Instructions for the task => For each line below with the word "Target", write out a copy.

Provided material =>

◇ ◇ ◇ ◇ ◇

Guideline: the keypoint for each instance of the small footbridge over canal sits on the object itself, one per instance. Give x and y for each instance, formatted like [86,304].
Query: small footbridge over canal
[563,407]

◇ ◇ ◇ ◇ ◇

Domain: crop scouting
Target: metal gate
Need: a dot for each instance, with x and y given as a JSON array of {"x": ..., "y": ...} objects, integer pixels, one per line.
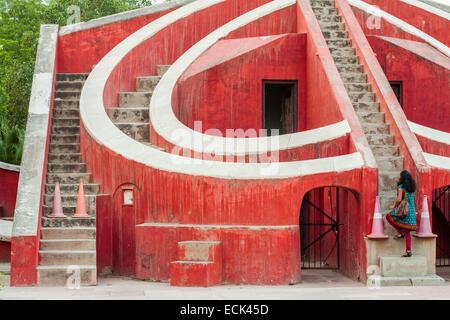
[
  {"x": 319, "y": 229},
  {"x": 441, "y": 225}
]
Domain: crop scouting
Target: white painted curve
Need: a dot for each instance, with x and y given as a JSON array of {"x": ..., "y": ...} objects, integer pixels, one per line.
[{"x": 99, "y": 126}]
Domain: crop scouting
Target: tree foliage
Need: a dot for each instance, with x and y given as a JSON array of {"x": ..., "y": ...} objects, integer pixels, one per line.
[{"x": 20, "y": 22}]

◇ ◇ ◇ ◇ ◇

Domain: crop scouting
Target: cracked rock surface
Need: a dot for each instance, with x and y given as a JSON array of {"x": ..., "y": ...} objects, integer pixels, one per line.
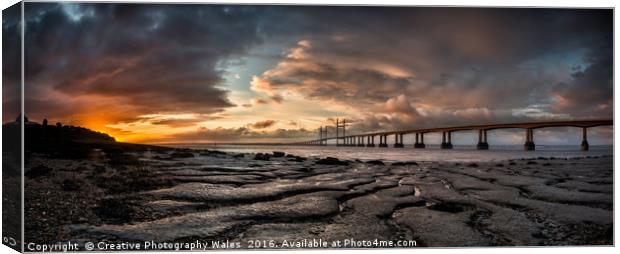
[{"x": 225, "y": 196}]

◇ ◇ ◇ ◇ ◇

Output of the exercise =>
Target: metal gate
Target: white painted curve
Target: tree foliage
Target: cracked rock surface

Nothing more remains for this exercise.